§ **Passage for review**
★ ★ ★ ★ ★

Steger man gets 9-1/2 years for DUI crash that killed 5-year-old boy
January 20
Cecil Conner
JOLIET – Will County State’s Attorney James Glasgow announced today that a Steger man whose drunken driving caused a collision that killed a 5-year-old boy has been sentenced to 9-1/2 years in prison.
Circuit Judge Edward Burmila sentenced Cecil Conner, 24, on Friday afternoon for causing the crash that killed Michael Langford Jr, who was sleeping in the backseat of his car. A jury found Conner guilty of two counts of aggravated driving under the influence of alcohol in February 2011.
“Judge Burmila handed down an appropriate sentence for a drunken driver whose actions claimed the life of an innocent child,” said State’s Attorney Glasgow. “Cecil Conner knowingly sped through a residential neighborhood while he was highly intoxicated. He alone is responsible for losing control of his vehicle, crashing through a fence, striking a tree and causing Michael’s death.”
Conner was driving between 66-73 mph when his Chevy Cavalier crossed the center line, drove across several lawns, ripped down a fence and collided with a large pine tree at about 3:15 a.m. on May 10 on 34th Street in Steger. His blood-alcohol level was later tested at .180, more than twice the legal limit.
Michael suffered a broken neck and severe head injuries in the wreck. He was unresponsive at the scene and pronounced dead at a hospital later that morning. Michael was the son of Conner’s girlfriend.
Conner had been drinking at a friend’s home the prior evening and into the morning of the crash. His girlfriend, Kathie LaFond, brought her son with her to pick Conner up late that night. LaFond, however, was pulled over by a Chicago Heights police officer on the way home while Conner was in the passenger seat. She was arrested for driving without a valid license; the car was turned over to Conner at the traffic stop.
At trial, defense attorneys failed to convince jurors that the police officer was solely responsible for the fatal crash. Assistant State’s Attorneys Debbie Mills and Alyson Wozniak noted at trial that LaFond and the defendant failed to tell the officer Conner was drunk. They argued the defendant chose to drive for 28 minutes after the traffic stop and then chose to speed through the streets before causing the one-car wreck that claimed Michael’s life.
State’s Attorney Glasgow praised prosecutors Mills and Wozniak for their first-rate trial work. Wozniak is an assistant state’s attorney in the office’s felony division; Mills is the chief of the office’s Misdemeanor Division, an expert in the area of DUI prosecutions and a member of the state’s attorney’s Special Prosecutions Team.

★ ★ ★ ★ ★

§ **Goal of the exercise**
Reproduce the passage of the DUI sentencing report starting at "At trial, defense" and ending at "claimed Michael’s life.", with no changes.

★ ★ ★ ★ ★

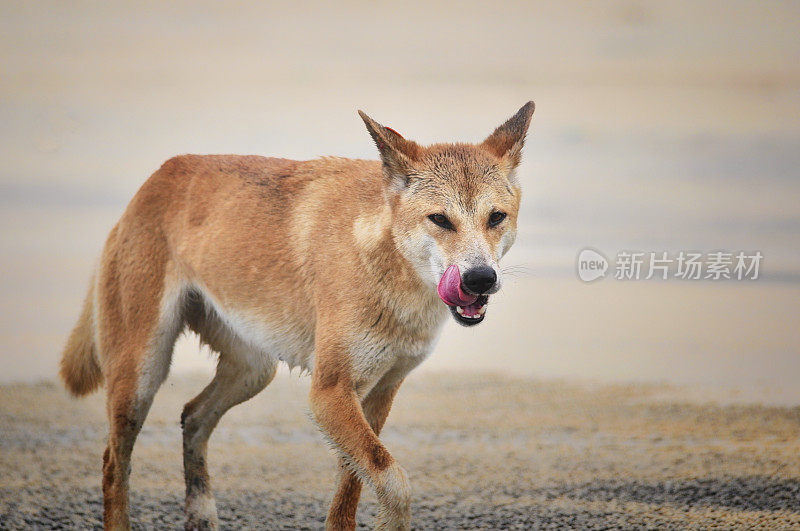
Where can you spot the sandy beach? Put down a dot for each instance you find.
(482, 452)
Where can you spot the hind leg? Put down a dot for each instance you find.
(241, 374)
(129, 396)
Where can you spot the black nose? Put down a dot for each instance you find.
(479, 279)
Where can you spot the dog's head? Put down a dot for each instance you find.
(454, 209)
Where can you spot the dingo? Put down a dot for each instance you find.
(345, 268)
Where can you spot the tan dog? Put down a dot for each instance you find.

★ ★ ★ ★ ★

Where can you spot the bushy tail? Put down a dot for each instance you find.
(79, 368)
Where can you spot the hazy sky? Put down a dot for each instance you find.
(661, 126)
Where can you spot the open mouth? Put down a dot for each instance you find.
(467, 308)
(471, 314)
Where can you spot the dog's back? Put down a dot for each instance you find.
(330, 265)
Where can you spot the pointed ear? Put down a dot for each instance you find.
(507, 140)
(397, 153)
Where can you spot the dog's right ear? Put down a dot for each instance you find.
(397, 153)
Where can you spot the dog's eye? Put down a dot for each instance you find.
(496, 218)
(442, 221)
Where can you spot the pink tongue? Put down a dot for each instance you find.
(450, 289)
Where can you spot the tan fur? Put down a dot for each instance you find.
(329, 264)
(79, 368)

★ ★ ★ ★ ★

§ **Task answer**
At trial, defense attorneys failed to convince jurors that the police officer was solely responsible for the fatal crash. Assistant State’s Attorneys Debbie Mills and Alyson Wozniak noted at trial that LaFond and the defendant failed to tell the officer Conner was drunk. They argued the defendant chose to drive for 28 minutes after the traffic stop and then chose to speed through the streets before causing the one-car wreck that claimed Michael’s life.